Problem requirements:
Would you transcribe word for word every line from the one containing "Where can you" to the end of the data, both ends included, and leave out the rest?

Task material:

────────────────

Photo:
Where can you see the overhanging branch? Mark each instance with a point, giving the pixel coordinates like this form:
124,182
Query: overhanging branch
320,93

────────────────

Answer section:
Where can you see the overhanging branch? Mark each instance with a point, giving the pixel coordinates like this form:
124,182
Query: overhanging branch
320,93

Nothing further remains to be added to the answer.